• Written request: Update the material below by replacing "boardwalk" with "footbridge" everywhere it appears, leaving everything else unchanged.

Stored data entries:

◇ ◇ ◇ ◇

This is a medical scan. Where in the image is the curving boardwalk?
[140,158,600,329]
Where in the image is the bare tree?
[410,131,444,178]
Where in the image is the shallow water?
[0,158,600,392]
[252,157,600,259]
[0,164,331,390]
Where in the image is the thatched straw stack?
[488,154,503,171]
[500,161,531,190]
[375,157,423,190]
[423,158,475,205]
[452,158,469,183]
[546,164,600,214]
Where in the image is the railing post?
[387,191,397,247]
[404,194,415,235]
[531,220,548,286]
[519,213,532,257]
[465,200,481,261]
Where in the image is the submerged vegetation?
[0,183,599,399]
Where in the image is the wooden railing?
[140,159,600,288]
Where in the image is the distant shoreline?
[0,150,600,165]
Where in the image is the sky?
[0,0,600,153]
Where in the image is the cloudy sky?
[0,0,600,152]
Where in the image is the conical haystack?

◇ ◇ ◇ ◇

• Response below:
This is a medical scan. Where in the image is the curving footbridge?
[140,158,600,329]
Where in the image is the bare tree?
[410,131,444,178]
Where in the image is the shallow water?
[0,158,600,392]
[252,157,600,259]
[0,164,331,390]
Where in the image is the thatched straw stack?
[488,154,503,171]
[500,161,531,190]
[375,157,423,190]
[423,158,475,205]
[452,158,469,183]
[546,164,600,214]
Where in the image is the railing post?
[387,191,397,247]
[404,194,415,235]
[531,220,548,286]
[519,213,532,257]
[465,200,481,261]
Where in the image is the submerged vegetation?
[0,183,599,399]
Where in the image is the wooden railing?
[140,159,600,288]
Where in the image is the distant shoreline?
[0,150,600,165]
Where in the image is the sky?
[0,0,600,153]
Where in the image is the cloudy sky?
[0,0,600,152]
Where in the image is the conical haystack?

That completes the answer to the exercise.